** Opening Extracted entries block **

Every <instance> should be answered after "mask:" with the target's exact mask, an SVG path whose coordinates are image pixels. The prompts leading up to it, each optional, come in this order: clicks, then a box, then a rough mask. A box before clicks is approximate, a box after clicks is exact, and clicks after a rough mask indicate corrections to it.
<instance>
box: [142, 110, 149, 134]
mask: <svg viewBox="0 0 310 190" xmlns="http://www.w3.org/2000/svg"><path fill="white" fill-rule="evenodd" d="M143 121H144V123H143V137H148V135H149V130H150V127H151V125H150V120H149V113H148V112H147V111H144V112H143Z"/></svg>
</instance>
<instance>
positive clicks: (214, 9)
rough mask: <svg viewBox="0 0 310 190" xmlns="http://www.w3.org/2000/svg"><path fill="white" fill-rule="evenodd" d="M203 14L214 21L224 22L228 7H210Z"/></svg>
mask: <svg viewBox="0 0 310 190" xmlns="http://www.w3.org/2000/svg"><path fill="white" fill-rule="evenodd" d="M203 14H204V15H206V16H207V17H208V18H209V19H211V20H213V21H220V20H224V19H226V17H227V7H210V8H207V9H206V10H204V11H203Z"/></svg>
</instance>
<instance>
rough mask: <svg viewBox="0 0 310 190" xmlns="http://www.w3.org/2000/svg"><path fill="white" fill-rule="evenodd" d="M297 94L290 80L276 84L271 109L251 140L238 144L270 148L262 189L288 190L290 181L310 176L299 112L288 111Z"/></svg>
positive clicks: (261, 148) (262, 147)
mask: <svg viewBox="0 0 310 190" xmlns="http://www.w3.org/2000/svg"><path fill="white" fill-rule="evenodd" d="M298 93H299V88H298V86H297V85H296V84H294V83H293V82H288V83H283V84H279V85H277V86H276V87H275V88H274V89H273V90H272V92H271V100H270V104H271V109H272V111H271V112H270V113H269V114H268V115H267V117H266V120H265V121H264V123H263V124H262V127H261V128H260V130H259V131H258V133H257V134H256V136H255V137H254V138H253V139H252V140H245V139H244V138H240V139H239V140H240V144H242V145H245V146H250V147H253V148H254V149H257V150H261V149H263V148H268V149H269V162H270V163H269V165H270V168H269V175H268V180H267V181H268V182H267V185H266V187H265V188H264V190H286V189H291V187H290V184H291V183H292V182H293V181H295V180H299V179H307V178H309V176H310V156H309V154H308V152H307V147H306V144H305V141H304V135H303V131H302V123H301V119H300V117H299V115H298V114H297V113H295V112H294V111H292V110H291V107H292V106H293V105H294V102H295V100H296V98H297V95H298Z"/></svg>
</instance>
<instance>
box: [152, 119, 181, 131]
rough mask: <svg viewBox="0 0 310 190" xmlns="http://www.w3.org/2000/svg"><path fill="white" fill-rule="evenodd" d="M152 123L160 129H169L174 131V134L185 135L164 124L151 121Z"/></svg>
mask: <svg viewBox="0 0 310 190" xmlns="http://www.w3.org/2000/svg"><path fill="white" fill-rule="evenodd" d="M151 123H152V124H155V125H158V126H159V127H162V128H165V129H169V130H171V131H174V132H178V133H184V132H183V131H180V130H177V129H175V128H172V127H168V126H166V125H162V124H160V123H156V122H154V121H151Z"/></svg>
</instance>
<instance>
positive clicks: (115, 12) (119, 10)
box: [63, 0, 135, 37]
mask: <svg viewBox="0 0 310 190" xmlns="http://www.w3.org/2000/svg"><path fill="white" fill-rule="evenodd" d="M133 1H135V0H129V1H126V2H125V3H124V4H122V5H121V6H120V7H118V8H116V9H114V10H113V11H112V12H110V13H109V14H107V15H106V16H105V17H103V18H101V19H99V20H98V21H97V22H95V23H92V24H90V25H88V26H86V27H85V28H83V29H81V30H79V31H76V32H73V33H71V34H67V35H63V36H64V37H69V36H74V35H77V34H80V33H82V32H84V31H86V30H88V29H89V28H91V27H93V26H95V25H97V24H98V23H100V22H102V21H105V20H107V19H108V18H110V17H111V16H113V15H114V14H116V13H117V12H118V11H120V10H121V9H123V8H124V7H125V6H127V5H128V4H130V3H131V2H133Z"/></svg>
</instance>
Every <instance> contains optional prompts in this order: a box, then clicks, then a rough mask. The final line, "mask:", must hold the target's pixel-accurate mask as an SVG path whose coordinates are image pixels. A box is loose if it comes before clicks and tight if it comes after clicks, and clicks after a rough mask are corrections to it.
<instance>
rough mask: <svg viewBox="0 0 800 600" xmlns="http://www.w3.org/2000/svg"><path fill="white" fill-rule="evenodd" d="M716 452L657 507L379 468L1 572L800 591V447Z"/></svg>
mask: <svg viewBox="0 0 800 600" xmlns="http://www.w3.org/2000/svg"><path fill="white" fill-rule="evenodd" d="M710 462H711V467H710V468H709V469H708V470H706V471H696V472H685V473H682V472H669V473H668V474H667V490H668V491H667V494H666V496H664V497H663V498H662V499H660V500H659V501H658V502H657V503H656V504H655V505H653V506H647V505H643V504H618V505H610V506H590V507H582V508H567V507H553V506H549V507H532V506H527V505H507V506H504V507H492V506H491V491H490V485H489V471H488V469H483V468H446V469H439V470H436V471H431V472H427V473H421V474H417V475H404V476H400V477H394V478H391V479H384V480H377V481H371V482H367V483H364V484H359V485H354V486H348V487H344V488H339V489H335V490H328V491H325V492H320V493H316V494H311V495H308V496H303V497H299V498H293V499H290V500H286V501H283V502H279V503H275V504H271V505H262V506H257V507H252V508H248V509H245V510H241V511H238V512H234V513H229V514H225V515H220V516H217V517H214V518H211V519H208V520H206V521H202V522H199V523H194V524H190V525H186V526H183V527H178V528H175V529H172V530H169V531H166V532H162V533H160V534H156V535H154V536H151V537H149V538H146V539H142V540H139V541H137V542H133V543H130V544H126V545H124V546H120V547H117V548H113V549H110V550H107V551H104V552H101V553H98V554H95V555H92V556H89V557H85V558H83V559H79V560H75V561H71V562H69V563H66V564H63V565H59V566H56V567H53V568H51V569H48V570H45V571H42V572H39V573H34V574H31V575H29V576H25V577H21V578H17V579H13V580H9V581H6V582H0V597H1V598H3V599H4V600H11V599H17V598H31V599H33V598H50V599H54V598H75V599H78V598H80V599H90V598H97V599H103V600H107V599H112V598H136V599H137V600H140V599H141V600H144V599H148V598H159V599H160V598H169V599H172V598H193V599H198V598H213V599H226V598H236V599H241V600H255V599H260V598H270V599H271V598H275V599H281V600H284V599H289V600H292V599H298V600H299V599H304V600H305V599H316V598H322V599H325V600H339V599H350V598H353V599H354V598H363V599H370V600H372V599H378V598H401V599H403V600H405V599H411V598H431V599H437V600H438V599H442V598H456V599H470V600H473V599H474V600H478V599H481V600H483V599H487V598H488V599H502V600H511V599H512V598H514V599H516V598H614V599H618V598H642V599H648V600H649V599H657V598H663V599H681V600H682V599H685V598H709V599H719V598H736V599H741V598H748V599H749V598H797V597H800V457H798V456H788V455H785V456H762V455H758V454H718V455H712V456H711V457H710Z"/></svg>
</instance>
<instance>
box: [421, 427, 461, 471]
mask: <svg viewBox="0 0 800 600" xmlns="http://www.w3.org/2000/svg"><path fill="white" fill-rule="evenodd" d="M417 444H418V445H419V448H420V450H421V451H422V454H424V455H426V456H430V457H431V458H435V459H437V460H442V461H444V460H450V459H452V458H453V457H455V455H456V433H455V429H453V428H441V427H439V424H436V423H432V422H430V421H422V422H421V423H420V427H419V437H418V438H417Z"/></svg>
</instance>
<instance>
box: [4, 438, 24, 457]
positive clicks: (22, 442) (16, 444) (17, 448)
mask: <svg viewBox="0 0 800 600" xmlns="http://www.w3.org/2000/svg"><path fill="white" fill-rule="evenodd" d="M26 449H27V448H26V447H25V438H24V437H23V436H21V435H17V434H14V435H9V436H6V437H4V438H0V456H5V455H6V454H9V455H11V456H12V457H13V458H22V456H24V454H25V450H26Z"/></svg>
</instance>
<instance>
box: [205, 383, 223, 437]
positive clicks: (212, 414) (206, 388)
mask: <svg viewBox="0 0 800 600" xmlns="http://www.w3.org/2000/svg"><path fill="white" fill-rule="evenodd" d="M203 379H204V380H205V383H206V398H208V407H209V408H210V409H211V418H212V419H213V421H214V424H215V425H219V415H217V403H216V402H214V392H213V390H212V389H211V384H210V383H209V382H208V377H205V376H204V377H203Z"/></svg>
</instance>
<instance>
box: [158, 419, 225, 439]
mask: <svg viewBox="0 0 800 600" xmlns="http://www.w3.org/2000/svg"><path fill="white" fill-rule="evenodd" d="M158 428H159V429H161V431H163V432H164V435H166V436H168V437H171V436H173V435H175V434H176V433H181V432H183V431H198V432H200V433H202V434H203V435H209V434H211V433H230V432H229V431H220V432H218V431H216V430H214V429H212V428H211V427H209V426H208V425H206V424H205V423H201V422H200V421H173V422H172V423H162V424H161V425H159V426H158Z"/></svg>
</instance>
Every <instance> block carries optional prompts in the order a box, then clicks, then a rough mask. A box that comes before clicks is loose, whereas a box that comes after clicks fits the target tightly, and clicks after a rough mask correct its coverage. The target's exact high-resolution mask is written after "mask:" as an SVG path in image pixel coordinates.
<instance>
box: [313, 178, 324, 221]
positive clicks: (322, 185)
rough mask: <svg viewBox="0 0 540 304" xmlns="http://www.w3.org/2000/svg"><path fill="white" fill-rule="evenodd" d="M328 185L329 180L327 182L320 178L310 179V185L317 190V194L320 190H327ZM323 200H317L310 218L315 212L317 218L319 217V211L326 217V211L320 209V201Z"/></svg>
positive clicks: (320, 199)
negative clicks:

** Closing Extracted entries block **

## Problem to work on
Find each line in the material above that contains the word "pixels" and copy those lines out in full.

## Your response
Every <instance> should be answered after "mask:" with the target's exact mask, an SVG path whose coordinates are image pixels. The prompts leading up to it, each optional, come in this order: clicks, then a box, then a rough mask. A box before clicks is approximate, a box after clicks is exact, and clicks after a rough mask indicate corrections to it.
Every <instance> contains optional prompts in this order: a box, then clicks, then a rough mask. The final line, "mask:", must hold the target's pixel-accurate mask as an SVG path whose coordinates are image pixels. A box is loose if it comes before clicks and tight if it comes after clicks, and clicks after a rough mask are corrections to it.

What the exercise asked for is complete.